## YOUR TASK
Every line with "whole" in it must be copied from the data.

## DATA FOR PROCESSING

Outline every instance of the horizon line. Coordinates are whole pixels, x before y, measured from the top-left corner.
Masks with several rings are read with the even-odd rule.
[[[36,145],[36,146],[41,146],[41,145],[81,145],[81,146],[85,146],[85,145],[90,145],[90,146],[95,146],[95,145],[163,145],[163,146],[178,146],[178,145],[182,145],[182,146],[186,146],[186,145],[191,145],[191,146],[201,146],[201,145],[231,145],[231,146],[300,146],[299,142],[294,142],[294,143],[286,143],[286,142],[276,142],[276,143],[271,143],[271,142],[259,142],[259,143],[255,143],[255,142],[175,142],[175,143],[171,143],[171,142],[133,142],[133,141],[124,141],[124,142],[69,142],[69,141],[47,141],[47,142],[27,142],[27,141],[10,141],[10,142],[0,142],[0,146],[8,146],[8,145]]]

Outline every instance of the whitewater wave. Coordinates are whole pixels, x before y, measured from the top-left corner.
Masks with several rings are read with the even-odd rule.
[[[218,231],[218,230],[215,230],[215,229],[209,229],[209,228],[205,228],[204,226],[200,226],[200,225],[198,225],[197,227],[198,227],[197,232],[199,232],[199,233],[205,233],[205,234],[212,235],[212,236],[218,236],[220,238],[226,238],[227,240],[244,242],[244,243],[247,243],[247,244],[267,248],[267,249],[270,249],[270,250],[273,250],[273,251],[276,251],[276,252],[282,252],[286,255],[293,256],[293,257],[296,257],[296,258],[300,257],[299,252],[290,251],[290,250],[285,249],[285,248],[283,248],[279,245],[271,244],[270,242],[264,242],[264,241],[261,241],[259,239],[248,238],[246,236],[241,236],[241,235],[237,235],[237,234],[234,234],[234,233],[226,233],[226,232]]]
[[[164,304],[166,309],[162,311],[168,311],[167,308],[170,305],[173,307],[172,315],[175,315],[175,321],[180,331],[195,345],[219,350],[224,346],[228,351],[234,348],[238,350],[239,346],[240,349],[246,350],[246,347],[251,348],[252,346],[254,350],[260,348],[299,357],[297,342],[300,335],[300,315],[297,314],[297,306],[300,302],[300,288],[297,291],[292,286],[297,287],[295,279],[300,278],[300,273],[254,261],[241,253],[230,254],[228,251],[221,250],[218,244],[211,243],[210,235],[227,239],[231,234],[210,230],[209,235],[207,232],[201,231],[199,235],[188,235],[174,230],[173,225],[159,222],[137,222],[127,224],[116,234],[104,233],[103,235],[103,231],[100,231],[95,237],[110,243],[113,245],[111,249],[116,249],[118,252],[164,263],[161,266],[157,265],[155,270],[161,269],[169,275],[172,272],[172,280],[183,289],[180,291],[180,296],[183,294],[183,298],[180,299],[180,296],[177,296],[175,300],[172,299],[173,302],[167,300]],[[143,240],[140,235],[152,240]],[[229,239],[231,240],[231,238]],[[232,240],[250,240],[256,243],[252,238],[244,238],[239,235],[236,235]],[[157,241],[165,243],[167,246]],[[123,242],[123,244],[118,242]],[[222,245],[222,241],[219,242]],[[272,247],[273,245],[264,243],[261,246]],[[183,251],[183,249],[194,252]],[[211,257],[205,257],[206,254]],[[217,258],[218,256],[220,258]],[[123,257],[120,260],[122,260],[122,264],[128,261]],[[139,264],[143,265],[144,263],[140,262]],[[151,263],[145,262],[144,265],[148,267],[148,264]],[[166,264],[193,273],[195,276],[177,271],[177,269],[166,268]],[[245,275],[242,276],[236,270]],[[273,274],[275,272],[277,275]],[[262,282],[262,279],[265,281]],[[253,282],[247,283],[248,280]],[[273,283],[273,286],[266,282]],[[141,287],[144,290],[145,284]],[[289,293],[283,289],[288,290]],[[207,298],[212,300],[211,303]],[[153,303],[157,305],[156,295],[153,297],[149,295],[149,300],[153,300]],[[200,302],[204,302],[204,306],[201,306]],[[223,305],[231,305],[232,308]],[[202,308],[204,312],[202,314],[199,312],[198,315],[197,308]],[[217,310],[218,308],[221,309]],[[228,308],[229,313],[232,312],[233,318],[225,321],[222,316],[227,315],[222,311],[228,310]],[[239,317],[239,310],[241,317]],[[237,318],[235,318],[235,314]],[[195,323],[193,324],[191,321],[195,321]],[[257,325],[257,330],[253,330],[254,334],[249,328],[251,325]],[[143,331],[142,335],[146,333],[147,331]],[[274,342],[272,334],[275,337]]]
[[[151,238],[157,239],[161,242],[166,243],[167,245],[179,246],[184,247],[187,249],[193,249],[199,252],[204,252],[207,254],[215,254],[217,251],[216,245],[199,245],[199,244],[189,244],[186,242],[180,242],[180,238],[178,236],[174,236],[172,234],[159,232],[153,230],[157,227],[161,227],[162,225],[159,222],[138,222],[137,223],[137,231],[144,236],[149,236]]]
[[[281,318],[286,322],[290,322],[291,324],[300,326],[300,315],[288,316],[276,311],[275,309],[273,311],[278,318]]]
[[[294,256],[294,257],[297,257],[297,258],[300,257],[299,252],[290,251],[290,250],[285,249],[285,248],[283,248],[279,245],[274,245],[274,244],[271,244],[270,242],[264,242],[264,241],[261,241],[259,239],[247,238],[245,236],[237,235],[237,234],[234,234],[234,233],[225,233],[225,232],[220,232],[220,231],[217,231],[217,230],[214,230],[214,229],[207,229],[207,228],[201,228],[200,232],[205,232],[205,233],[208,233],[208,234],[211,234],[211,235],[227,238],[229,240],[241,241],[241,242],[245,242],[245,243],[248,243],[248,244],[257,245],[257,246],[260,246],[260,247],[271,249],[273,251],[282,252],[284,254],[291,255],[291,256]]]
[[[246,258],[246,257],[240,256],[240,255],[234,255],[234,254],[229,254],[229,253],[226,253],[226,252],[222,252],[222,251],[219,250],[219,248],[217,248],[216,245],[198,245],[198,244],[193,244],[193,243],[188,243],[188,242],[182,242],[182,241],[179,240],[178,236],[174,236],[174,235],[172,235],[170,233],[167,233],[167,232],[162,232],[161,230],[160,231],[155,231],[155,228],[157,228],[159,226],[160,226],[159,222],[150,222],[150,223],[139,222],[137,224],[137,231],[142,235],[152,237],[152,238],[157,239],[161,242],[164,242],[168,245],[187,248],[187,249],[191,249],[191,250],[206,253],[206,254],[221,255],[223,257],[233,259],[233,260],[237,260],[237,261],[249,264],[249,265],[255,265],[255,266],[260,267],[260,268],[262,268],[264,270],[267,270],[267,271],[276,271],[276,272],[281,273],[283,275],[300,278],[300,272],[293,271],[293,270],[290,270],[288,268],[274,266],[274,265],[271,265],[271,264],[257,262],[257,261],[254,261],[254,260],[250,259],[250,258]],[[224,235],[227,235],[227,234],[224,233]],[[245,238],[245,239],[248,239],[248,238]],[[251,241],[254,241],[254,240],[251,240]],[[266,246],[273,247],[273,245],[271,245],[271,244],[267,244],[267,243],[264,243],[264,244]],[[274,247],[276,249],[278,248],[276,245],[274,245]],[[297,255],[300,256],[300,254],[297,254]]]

## WRITTEN SOLUTION
Outline every instance of the horizon line. Coordinates are whole pixels, x before y, measured from the top-left corner.
Outline every instance of the whitewater wave. Coordinates are whole pixels, x before y, measured from the top-left corner.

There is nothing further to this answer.